Your instructions
Copy out the listing below word for word, leaving any pictures out of your answer.
## BEGIN Material shown
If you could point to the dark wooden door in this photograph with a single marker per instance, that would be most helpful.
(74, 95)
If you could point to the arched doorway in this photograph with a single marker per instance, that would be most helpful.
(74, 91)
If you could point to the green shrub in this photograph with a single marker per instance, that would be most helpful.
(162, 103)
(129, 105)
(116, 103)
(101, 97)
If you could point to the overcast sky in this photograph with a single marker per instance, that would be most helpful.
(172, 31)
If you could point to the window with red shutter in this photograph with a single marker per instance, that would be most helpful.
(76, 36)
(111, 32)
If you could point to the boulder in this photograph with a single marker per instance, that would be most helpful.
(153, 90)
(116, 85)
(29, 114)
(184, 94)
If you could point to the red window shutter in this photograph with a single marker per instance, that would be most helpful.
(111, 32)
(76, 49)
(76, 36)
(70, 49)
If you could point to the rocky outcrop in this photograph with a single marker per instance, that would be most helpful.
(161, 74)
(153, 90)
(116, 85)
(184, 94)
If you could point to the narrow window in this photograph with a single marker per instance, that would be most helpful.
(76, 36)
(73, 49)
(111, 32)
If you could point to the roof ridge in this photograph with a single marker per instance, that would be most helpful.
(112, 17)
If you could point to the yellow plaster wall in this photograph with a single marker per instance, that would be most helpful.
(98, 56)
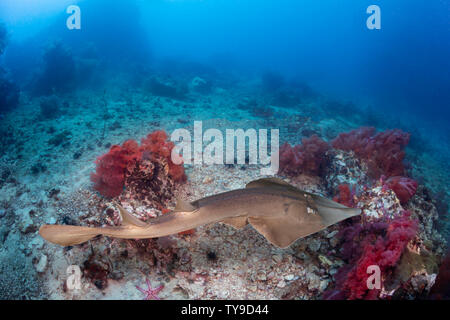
## END Material shown
Full response
If you could point to the dark wooden door in this photograph with a single marker per instance, that would be most helpful.
(74, 95)
If you could point to the arched doorway in this photograph with a single marker per instance, that would be most helpful.
(74, 91)
If you could point to the green shrub in this photograph with a single marker per instance, that would be most helpful.
(162, 103)
(129, 105)
(116, 103)
(101, 97)
If you could point to the overcast sky in this photograph with a single marker per instance, that would be most helpful.
(172, 31)
If you could point to the window with red shutter in this photograph with a single marker per instance, that would be most helpful.
(76, 36)
(111, 32)
If you could point to the boulder in this photograph with a single marker per instance, that would be most helpful.
(153, 90)
(116, 85)
(29, 114)
(184, 94)
If you could point to the red window shutter in this photograph with a single marker per instance, that would be most helpful.
(111, 32)
(76, 49)
(76, 36)
(70, 49)
If you could point to the rocky outcrop in this photograph with a single marker per instance, that would be most helpful.
(161, 74)
(153, 90)
(116, 85)
(184, 94)
If you could point to the narrow window in this photograph with a single marker per instance, that would be most helpful.
(76, 36)
(73, 49)
(111, 32)
If you could point to the roof ridge in this photograph with a single marker per instance, that would be most helpful.
(112, 17)
If you could point to the yellow plaster wall in this photograph with a single marker per instance, that would be most helpful.
(98, 56)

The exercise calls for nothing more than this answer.